-- Start EXERCISE INPUTS --
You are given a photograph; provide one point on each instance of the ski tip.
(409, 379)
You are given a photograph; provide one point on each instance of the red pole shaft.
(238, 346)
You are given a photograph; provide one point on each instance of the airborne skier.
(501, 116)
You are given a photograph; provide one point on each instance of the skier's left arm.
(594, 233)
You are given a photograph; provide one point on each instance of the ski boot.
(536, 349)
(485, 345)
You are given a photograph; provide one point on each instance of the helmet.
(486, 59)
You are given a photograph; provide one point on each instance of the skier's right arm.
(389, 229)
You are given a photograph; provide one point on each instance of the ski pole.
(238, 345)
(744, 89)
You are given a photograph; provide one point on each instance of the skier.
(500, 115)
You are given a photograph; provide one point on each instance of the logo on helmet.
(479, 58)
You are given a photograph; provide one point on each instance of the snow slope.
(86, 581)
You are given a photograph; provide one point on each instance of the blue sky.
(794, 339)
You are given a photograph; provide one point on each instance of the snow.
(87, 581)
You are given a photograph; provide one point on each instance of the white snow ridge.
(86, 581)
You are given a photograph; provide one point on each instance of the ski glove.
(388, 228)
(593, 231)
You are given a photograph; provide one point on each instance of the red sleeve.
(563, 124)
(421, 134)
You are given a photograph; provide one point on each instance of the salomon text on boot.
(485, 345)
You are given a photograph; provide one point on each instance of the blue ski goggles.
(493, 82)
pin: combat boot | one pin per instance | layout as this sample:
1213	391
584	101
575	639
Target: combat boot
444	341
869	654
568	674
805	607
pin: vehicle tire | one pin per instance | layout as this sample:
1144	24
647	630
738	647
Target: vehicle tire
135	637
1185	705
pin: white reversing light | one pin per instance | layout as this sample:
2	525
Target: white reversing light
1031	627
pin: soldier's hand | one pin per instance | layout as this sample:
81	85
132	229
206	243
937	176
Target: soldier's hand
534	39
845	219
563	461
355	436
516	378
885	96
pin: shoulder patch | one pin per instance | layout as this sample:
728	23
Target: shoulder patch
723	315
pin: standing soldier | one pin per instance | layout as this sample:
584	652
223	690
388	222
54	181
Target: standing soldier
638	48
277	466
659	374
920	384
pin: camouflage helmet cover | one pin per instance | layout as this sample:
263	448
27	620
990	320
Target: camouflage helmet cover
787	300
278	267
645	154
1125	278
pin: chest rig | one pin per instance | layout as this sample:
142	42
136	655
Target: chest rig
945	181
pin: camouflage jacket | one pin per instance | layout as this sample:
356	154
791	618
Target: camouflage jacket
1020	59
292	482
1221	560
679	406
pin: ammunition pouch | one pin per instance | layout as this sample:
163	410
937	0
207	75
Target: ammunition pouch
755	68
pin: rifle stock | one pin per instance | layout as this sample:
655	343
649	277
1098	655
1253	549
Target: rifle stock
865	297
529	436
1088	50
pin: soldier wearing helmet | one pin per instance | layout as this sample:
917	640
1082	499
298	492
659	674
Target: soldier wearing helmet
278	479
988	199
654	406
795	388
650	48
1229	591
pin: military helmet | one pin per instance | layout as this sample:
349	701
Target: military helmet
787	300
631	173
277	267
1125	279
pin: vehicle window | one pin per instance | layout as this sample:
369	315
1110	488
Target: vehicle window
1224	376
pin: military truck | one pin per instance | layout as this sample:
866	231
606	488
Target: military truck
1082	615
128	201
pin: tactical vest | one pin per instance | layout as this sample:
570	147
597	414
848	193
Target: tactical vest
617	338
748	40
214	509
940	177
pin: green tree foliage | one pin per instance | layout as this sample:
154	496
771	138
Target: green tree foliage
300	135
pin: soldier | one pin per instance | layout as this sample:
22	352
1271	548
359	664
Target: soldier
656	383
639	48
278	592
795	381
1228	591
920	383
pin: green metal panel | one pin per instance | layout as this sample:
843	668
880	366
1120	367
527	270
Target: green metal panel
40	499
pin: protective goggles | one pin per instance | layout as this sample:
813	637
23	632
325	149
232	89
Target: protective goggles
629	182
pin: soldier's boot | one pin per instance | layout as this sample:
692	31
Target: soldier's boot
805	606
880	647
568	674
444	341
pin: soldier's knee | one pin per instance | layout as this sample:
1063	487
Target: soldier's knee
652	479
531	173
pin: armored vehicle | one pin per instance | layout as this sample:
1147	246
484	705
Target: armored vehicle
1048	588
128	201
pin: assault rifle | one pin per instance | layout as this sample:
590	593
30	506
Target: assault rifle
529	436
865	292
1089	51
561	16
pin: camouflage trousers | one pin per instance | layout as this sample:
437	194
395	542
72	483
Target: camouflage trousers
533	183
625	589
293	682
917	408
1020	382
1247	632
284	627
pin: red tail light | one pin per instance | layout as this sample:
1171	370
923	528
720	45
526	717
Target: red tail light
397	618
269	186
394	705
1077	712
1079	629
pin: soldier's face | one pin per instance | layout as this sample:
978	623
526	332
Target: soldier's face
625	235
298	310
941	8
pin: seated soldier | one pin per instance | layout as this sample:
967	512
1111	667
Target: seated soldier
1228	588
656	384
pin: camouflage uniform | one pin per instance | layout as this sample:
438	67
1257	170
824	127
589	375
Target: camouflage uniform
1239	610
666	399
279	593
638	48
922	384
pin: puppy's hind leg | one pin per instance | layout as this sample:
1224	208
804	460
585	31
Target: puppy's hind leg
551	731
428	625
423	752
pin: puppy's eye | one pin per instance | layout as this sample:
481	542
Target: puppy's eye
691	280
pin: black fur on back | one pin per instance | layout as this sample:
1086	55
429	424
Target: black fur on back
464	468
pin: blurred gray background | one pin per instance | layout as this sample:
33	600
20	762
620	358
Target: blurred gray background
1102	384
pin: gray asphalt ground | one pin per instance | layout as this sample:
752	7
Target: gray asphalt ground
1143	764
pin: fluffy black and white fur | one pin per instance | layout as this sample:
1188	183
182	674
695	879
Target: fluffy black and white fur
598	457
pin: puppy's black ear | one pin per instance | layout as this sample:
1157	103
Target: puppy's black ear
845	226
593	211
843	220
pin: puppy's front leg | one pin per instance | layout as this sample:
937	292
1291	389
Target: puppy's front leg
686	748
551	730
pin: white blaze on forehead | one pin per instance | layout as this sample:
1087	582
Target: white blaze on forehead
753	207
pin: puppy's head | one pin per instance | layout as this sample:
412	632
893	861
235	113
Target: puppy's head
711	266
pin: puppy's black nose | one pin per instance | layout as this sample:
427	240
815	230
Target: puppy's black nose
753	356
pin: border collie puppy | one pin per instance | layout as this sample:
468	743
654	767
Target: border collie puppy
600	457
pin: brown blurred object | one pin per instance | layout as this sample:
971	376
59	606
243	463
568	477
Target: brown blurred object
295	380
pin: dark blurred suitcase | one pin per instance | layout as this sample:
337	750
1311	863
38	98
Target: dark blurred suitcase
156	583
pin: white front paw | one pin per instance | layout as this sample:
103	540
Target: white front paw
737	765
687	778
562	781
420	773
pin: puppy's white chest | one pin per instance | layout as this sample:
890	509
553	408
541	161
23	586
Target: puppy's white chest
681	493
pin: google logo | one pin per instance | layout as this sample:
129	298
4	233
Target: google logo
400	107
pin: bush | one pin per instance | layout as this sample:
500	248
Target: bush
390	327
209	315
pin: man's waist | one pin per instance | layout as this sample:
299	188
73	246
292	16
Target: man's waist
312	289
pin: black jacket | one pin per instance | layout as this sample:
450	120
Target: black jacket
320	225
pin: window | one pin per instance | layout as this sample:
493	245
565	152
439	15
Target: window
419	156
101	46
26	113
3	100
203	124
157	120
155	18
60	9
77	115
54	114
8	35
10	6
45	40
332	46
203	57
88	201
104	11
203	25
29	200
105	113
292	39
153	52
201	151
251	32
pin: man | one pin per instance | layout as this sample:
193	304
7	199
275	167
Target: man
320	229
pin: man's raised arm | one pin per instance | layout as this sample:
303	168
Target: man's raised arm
-- End EXERCISE INPUTS --
▶ **GOAL**:
Present every line of the records above as a numbered list, skipping any blank lines.

▶ **RESPONSE TO THE EXERCISE**:
1. You are given a photograph; provide one point on each instance of the ski tip.
2. (409, 379)
3. You are given a photograph; provide one point on each instance of the red pole shaft.
4. (238, 346)
5. You are given a photograph; provide one point on each instance of the airborne skier.
6. (501, 116)
7. You are given a photograph; provide one point on each instance of the skier's left arm.
8. (594, 233)
9. You are given a photograph; provide one point on each instance of the ski boot.
10. (536, 349)
11. (485, 345)
12. You are given a photograph; provide one point on each instance of the helmet.
13. (486, 59)
14. You are given a photograph; provide one point on each instance of the skier's right arm.
15. (389, 229)
16. You are given a photograph; provide one point on each instance of the ski pole.
17. (238, 345)
18. (744, 89)
19. You are given a photograph; provide one point on each instance of the skier.
20. (500, 115)
21. You are given a photograph; provide one point on each instance of the logo on helmet.
22. (479, 58)
23. You are given a photograph; provide one point on each instance of the snow slope.
24. (86, 581)
25. You are given a photograph; provide one point on each instance of the blue sky.
26. (794, 339)
27. You are given a photograph; provide one point on each instance of the snow.
28. (87, 581)
29. You are given a photograph; provide one point on each instance of the white snow ridge.
30. (86, 581)
31. You are given a photograph; provide one point on each instance of the ski glove.
32. (388, 228)
33. (593, 231)
34. You are given a photograph; provide one point on each instance of the red sleeve.
35. (563, 124)
36. (421, 134)
37. You are given a photograph; provide one point on each instance of the salomon text on boot.
38. (485, 345)
39. You are given a photograph; provide one point on each instance of the blue ski goggles.
40. (493, 82)
41. pin: combat boot | one pin per instance | layout as this sample:
42. 1213	391
43. 584	101
44. 575	639
45. Target: combat boot
46. 444	341
47. 869	654
48. 568	674
49. 805	607
50. pin: vehicle tire | one pin per instance | layout as this sample:
51. 1144	24
52. 647	630
53. 738	647
54. Target: vehicle tire
55. 135	637
56. 1185	705
57. pin: white reversing light | one pin per instance | layout as this sample:
58. 2	525
59. Target: white reversing light
60. 1031	627
61. pin: soldier's hand | one pin per instance | layout as this sample:
62. 81	85
63. 132	229
64. 206	243
65. 937	176
66. Target: soldier's hand
67. 534	39
68. 845	219
69. 563	461
70. 355	436
71. 516	378
72. 885	96
73. pin: shoulder patch | one pin per instance | layout as this sample:
74. 728	23
75. Target: shoulder patch
76. 723	315
77. pin: standing soldier | one pin per instance | layout as this sample:
78. 584	652
79. 223	690
80. 388	222
81. 54	181
82. Target: standing soldier
83. 638	48
84. 277	466
85. 659	374
86. 920	384
87. pin: camouflage helmet cover | one pin per instance | layout as this sample:
88. 263	448
89. 27	620
90. 990	320
91. Target: camouflage helmet cover
92. 787	300
93. 278	267
94. 645	154
95. 1125	278
96. pin: chest rig | one pin per instance | layout as this sample:
97. 142	42
98. 136	655
99. Target: chest rig
100. 945	181
101. pin: camouflage jacket | one pin per instance | layout as this sample:
102. 356	154
103. 791	618
104. Target: camouflage jacket
105. 1020	59
106. 292	482
107. 1221	560
108. 679	406
109. pin: ammunition pouch | one pin per instance | layout as this sample:
110. 163	410
111. 937	0
112. 207	75
113. Target: ammunition pouch
114. 755	68
115. pin: rifle stock | one pin per instance | layout as this sample:
116. 655	343
117. 649	277
118. 1098	655
119. 1253	549
120. Target: rifle stock
121. 865	297
122. 529	436
123. 1088	50
124. pin: soldier wearing helmet | one pin per instance | layout as this sample:
125. 917	640
126. 1082	499
127. 298	492
128. 659	674
129. Target: soldier wearing helmet
130. 278	479
131. 988	199
132. 654	406
133. 795	388
134. 650	48
135. 1229	591
136. pin: military helmet | one pin per instance | layout as this sample:
137. 349	701
138. Target: military helmet
139. 787	300
140. 631	173
141. 277	267
142. 1125	279
143. pin: vehicle window | one pin per instance | layout as this sample:
144. 369	315
145. 1110	488
146. Target: vehicle window
147. 1224	376
148. pin: military truck | one pin per instance | layout as this sample:
149. 866	231
150. 606	488
151. Target: military truck
152. 1082	615
153. 128	201
154. pin: tactical vest | one pin per instance | layout as this sample:
155. 570	147
156. 597	414
157. 848	193
158. Target: tactical vest
159. 617	338
160. 748	40
161. 214	509
162. 940	177
163. pin: green tree foliage | one pin per instance | layout as this sample:
164. 154	496
165. 771	138
166. Target: green tree foliage
167. 300	135
168. pin: soldier | one pin per instance | layout as this sample:
169. 22	352
170. 1271	548
171. 359	664
172. Target: soldier
173. 656	383
174. 639	48
175. 278	592
176. 795	381
177. 1228	591
178. 920	383
179. pin: green metal panel | one pin per instance | layout as this sample:
180. 843	668
181. 880	366
182. 1120	367
183. 527	270
184. Target: green metal panel
185. 40	499
186. pin: protective goggles | one pin per instance | layout as this sample:
187. 813	637
188. 23	632
189. 325	149
190. 232	89
191. Target: protective goggles
192. 629	182
193. pin: soldier's boot | one pin per instance | layout as this sample:
194. 692	31
195. Target: soldier's boot
196. 805	606
197. 880	647
198. 568	674
199. 444	341
200. pin: soldier's knee | one pin per instance | layout as this sample:
201. 1063	487
202. Target: soldier's knee
203. 652	479
204. 531	173
205. pin: armored vehicle | one pin per instance | layout as this sample:
206. 1147	246
207. 484	705
208. Target: armored vehicle
209. 1048	588
210. 128	201
211. pin: assault rifle | one pin per instance | layout as this sample:
212. 590	593
213. 30	506
214. Target: assault rifle
215. 529	436
216. 865	292
217. 1089	51
218. 561	16
219. pin: camouflage trousers | one pin per instance | layout as this sample:
220. 437	194
221. 395	542
222. 72	483
223. Target: camouflage trousers
224. 533	183
225. 625	589
226. 293	682
227. 917	408
228. 1020	382
229. 1247	632
230. 284	627
231. pin: red tail light | one pin per instance | layout as this sample:
232. 1171	370
233. 923	528
234. 720	45
235. 526	717
236. Target: red tail light
237. 397	618
238. 269	186
239. 394	705
240. 1077	712
241. 1079	629
242. pin: soldier's face | one pin per instance | layout as this sample:
243. 978	623
244. 526	332
245. Target: soldier's face
246. 625	235
247. 298	310
248. 941	8
249. pin: seated soldier | one pin per instance | layout as this sample:
250. 967	512
251. 1111	667
252. Target: seated soldier
253. 1228	588
254. 656	384
255. pin: camouflage uniform | one pin per instance | layout as this sample:
256. 438	67
257. 1257	170
258. 824	127
259. 589	375
260. Target: camouflage uniform
261. 1239	610
262. 666	399
263. 279	593
264. 638	48
265. 922	384
266. pin: puppy's hind leg | one pin per instance | layout as this sample:
267. 1224	208
268. 804	460
269. 585	31
270. Target: puppy's hind leg
271. 551	731
272. 428	625
273. 423	752
274. pin: puppy's eye | one pin per instance | layout as this sample:
275. 481	542
276. Target: puppy's eye
277. 691	280
278. pin: black fur on back | one pin per instance | layout as this sample:
279. 1086	55
280. 429	424
281. Target: black fur on back
282. 464	468
283. pin: blurred gray background | one pin per instance | layout as this sample:
284. 33	600
285. 20	762
286. 620	358
287. Target: blurred gray background
288. 1102	384
289. pin: gray asphalt ground | one pin per instance | layout as this sample:
290. 752	7
291. Target: gray asphalt ground
292. 1143	764
293. pin: fluffy black and white fur | one pin per instance | layout as this sample:
294. 1188	183
295. 182	674
296. 695	879
297. Target: fluffy black and white fur
298. 598	457
299. pin: puppy's black ear | one pin per instance | layout as this sample:
300. 1157	103
301. Target: puppy's black ear
302. 845	226
303. 593	211
304. 843	220
305. pin: puppy's front leg | one pin per instance | layout as this sample:
306. 937	292
307. 1291	389
308. Target: puppy's front leg
309. 686	748
310. 551	730
311. pin: white blaze on forehead | one pin per instance | layout as this sample:
312. 1087	582
313. Target: white blaze on forehead
314. 753	207
315. pin: puppy's head | one pin per instance | layout as this sample:
316. 412	632
317. 893	861
318. 235	113
319. Target: puppy's head
320. 711	266
321. pin: puppy's black nose | one pin per instance | layout as this sample:
322. 427	240
323. 815	230
324. Target: puppy's black nose
325. 753	356
326. pin: border collie puppy | one pin per instance | layout as this sample:
327. 468	743
328. 654	767
329. Target: border collie puppy
330. 600	457
331. pin: brown blurred object | one pin per instance | layout as this sample:
332. 971	376
333. 59	606
334. 243	463
335. 568	477
336. Target: brown blurred object
337. 295	380
338. pin: dark blurred suitcase | one pin per instance | layout as this sample:
339. 337	750
340. 1311	863
341. 38	98
342. Target: dark blurred suitcase
343. 156	583
344. pin: white front paw | one pin per instance | layout as this sample:
345. 103	540
346. Target: white front paw
347. 737	765
348. 687	778
349. 562	781
350. 420	773
351. pin: puppy's white chest | one pin per instance | layout as this sample:
352. 890	509
353. 553	408
354. 541	161
355. 23	586
356. Target: puppy's white chest
357. 681	493
358. pin: google logo | one pin per instance | layout as this sample:
359. 129	298
360. 4	233
361. Target: google logo
362. 400	107
363. pin: bush | one pin per instance | layout as this sample:
364. 500	248
365. Target: bush
366. 390	327
367. 209	315
368. pin: man's waist | one pin per instance | layout as this sample:
369. 299	188
370. 73	246
371. 292	16
372. Target: man's waist
373. 312	289
374. pin: black jacket | one pin per instance | layout as this sample:
375. 450	120
376. Target: black jacket
377. 320	225
378. pin: window | one pin per instance | layout as this sample:
379. 493	245
380. 565	152
381. 439	15
382. Target: window
383. 419	156
384. 101	46
385. 26	113
386. 3	100
387. 203	124
388. 157	120
389. 155	18
390. 60	9
391. 77	115
392. 54	114
393. 8	35
394. 10	6
395. 45	40
396. 332	46
397. 203	57
398. 88	201
399. 104	11
400. 203	25
401. 29	200
402. 105	113
403. 292	39
404. 153	52
405. 201	151
406. 251	32
407. pin: man | one pin per instance | layout as this sample:
408. 193	304
409. 7	199
410. 275	167
411. Target: man
412. 320	229
413. pin: man's raised arm | one pin per instance | layout as this sample:
414. 303	168
415. Target: man's raised arm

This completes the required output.